→ **GOAL**
Pick out every line in the records below that contains the word "tree" and copy each one in full. Case counts.

→ **ENTRIES PROVIDED**
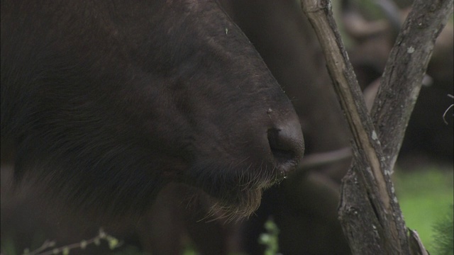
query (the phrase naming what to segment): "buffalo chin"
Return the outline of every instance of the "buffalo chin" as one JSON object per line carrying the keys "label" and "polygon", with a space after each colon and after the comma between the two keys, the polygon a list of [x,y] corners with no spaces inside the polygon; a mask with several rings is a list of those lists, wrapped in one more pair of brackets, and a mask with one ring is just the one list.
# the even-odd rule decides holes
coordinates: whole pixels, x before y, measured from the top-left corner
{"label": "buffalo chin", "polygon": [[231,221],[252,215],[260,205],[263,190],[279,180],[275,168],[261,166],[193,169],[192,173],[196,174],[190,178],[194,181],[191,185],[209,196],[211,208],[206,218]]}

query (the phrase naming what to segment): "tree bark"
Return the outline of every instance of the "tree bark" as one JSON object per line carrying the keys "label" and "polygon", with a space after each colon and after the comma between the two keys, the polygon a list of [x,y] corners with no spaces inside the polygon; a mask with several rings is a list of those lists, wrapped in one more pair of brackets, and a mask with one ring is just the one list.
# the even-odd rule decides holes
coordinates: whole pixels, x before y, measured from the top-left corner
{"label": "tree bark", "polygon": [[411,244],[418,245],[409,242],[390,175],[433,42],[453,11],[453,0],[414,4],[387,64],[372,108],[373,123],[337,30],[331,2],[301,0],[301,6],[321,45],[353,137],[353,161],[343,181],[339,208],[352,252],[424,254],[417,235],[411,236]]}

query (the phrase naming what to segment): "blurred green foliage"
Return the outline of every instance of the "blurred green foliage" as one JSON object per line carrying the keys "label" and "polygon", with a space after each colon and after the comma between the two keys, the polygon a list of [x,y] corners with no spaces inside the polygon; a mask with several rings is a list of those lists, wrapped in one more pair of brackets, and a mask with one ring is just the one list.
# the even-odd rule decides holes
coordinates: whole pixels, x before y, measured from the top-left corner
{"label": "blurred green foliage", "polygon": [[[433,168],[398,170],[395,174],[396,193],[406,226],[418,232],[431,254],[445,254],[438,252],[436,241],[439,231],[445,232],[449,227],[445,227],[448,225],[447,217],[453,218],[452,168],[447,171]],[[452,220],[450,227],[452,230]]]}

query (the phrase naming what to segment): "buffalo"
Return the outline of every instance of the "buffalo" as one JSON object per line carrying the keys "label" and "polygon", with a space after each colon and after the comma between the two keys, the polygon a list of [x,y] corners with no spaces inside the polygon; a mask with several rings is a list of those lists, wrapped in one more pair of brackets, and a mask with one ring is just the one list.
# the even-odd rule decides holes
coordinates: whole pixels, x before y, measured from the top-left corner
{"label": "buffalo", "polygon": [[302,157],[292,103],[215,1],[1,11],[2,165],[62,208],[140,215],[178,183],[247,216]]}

...

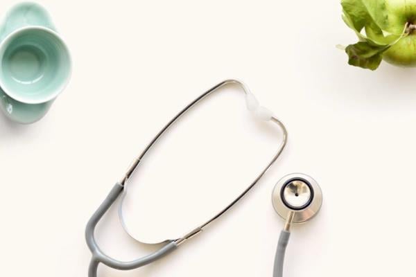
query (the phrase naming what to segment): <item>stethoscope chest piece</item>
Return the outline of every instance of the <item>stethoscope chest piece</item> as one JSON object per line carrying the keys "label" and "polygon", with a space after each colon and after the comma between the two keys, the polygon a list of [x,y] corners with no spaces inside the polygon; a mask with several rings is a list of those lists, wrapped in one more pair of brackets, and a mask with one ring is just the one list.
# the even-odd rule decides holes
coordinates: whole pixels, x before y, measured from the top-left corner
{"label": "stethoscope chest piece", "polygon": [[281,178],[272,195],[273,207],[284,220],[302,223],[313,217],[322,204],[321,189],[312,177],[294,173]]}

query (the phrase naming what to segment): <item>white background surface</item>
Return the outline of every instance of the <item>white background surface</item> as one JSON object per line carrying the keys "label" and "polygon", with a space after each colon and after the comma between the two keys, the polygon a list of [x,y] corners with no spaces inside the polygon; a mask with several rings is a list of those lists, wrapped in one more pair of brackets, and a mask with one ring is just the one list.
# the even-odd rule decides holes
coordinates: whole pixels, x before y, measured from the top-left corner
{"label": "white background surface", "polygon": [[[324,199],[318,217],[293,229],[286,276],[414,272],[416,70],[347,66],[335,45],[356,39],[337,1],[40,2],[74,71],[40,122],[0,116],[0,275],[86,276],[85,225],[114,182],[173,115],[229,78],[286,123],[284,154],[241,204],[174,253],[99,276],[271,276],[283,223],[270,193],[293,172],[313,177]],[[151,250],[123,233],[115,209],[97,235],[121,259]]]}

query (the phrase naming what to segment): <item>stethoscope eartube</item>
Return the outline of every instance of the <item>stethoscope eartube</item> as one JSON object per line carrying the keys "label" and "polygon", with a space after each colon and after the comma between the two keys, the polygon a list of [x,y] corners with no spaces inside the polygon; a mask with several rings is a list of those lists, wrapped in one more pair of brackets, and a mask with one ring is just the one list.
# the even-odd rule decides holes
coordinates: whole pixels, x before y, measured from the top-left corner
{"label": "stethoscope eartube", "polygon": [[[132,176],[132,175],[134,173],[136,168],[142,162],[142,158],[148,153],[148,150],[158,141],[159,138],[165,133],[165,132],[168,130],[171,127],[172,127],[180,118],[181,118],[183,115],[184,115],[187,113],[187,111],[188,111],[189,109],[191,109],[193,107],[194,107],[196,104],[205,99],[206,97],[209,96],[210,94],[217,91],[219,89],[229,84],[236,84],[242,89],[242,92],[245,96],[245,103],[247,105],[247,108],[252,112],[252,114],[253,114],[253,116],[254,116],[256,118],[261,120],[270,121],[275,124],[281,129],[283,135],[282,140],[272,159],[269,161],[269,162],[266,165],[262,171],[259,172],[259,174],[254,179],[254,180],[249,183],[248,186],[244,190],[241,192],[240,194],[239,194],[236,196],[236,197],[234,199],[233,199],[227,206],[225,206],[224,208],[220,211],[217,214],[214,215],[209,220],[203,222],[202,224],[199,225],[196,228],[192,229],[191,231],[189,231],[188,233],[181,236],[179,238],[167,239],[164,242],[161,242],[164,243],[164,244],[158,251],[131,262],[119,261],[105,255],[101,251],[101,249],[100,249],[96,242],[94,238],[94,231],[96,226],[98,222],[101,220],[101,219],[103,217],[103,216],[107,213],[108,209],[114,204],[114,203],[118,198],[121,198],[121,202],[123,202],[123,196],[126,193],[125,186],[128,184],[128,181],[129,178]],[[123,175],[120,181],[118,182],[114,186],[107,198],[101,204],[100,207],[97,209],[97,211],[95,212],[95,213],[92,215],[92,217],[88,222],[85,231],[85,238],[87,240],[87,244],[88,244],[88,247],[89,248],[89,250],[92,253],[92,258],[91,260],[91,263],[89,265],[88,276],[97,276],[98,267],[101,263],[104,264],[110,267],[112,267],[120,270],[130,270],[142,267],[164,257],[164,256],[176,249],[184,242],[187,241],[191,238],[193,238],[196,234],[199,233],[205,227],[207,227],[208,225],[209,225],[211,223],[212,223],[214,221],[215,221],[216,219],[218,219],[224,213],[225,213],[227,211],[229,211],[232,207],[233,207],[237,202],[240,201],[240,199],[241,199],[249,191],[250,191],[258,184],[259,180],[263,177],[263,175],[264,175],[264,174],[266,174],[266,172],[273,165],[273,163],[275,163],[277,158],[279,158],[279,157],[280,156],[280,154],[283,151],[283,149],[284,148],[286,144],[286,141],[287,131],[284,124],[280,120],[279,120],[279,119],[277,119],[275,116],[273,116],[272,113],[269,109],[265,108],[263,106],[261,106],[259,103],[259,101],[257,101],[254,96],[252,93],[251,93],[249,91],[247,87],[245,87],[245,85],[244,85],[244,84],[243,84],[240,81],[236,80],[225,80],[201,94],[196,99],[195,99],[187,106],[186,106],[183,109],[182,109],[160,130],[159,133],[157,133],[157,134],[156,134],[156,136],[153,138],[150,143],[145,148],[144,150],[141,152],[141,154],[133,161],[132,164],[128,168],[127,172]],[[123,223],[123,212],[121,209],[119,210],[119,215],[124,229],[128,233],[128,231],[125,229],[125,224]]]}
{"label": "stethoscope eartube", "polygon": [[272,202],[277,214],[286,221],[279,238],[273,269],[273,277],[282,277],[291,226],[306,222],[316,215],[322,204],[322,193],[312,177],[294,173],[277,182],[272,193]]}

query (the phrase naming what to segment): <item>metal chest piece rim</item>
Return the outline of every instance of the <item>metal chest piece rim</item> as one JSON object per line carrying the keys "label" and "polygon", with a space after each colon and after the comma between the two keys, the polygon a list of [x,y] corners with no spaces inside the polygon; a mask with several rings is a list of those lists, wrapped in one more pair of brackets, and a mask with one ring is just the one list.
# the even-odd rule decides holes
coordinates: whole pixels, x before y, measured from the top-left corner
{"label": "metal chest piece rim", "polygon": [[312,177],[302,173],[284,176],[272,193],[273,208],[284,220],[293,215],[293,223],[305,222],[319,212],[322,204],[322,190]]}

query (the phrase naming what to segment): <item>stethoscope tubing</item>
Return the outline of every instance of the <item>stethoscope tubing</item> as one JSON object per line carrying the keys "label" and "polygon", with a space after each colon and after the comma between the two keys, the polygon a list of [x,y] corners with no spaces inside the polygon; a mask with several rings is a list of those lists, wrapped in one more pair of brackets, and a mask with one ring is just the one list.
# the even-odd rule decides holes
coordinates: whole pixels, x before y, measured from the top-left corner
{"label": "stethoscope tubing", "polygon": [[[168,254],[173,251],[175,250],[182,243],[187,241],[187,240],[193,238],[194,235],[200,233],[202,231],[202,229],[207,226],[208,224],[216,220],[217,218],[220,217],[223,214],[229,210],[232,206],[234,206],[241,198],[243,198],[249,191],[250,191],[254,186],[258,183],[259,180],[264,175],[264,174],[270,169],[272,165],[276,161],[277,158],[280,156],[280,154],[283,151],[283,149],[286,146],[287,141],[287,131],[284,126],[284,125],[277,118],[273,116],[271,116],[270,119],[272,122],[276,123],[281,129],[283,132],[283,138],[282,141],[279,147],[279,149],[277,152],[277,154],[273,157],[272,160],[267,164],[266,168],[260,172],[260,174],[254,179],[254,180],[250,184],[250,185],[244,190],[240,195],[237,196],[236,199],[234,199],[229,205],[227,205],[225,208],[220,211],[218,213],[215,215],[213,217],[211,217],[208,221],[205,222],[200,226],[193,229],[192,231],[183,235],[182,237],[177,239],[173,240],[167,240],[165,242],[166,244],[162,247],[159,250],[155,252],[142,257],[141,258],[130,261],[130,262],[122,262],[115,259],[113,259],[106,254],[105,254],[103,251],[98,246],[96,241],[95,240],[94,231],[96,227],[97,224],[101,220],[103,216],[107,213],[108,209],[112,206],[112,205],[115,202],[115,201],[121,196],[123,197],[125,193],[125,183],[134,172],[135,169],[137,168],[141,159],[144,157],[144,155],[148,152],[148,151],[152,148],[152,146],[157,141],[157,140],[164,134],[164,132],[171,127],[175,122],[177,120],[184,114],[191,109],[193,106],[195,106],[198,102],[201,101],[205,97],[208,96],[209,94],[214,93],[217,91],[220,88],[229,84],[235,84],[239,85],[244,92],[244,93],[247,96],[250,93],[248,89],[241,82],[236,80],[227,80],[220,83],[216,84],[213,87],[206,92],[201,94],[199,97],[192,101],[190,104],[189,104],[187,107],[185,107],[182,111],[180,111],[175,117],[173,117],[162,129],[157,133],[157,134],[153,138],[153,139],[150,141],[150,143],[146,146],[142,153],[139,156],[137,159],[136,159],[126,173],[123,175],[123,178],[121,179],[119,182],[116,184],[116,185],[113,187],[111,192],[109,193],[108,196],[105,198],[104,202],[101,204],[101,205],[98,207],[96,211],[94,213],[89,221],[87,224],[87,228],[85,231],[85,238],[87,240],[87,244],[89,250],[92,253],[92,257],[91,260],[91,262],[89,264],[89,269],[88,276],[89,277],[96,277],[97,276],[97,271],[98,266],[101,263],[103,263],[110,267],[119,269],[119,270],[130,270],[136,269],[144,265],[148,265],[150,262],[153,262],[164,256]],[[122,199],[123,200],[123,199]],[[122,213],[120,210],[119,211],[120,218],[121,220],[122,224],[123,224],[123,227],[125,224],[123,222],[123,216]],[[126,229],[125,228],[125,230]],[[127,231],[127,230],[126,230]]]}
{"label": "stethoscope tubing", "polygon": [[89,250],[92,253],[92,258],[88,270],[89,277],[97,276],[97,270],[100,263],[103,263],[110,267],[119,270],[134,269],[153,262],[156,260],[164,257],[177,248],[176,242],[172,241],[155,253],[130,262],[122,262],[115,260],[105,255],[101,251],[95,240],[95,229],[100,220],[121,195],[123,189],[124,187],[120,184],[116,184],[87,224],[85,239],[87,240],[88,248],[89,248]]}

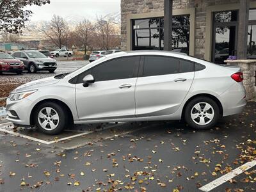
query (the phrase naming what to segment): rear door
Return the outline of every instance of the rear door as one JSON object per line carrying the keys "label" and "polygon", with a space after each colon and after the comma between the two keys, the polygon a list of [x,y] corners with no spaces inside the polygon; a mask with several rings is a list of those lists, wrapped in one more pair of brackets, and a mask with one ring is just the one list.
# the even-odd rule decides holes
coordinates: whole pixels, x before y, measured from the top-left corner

* * *

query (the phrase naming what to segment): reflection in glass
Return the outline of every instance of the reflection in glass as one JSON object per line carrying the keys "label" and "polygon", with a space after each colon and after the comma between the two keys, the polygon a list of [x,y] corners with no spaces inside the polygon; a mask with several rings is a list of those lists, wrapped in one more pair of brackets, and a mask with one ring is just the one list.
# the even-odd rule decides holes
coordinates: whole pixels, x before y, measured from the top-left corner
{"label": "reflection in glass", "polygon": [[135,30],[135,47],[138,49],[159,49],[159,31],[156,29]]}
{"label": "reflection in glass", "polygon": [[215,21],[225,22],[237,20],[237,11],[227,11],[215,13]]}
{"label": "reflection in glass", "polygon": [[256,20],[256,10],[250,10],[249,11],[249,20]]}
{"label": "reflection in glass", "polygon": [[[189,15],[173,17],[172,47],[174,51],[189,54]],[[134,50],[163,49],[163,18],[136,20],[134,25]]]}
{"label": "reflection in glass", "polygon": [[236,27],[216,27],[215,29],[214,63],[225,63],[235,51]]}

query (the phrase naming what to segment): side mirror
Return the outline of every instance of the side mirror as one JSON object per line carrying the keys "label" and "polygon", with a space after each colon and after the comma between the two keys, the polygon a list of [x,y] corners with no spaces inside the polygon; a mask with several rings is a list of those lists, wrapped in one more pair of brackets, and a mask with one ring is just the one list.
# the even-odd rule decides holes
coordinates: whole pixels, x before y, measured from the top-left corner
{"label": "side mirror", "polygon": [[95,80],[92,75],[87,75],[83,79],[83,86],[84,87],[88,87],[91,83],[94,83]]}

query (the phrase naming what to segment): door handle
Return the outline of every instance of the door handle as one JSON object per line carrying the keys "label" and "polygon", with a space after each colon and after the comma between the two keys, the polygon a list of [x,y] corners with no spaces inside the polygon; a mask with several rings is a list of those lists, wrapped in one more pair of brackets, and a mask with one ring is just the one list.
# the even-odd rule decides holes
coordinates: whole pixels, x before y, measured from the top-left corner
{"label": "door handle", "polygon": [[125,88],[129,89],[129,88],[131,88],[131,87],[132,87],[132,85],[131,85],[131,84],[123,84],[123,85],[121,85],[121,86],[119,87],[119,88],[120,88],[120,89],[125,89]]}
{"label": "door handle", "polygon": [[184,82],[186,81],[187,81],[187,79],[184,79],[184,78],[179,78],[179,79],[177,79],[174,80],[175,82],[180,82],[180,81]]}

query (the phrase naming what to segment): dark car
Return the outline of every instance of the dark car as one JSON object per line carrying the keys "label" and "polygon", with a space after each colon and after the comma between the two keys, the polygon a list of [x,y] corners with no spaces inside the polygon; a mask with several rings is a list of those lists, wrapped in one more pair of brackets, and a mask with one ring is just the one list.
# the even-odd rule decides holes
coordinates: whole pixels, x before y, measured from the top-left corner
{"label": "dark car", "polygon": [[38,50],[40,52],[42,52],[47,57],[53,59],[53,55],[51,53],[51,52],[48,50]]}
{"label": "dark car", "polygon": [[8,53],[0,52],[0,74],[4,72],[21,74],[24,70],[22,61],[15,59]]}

→ **EXERCISE OUTPUT**
query (the phrase naming what to segment): "tree bark"
Return the outline of every instance of the "tree bark" as one JSON object per line carrying the keys "label" and "polygon", with a space after each colon and after the comma between the two keys, the polygon a list of [x,y] corners with no spaces inside the polygon; a mask with several rings is a list of those lists, wrapped in one more pair of brackets, and a mask with one ring is just the one list.
{"label": "tree bark", "polygon": [[411,244],[418,245],[409,242],[390,175],[433,42],[453,11],[453,0],[414,4],[387,64],[372,108],[373,123],[337,30],[331,2],[301,0],[301,6],[321,45],[353,137],[353,161],[343,181],[339,208],[352,252],[424,254],[417,235],[411,236]]}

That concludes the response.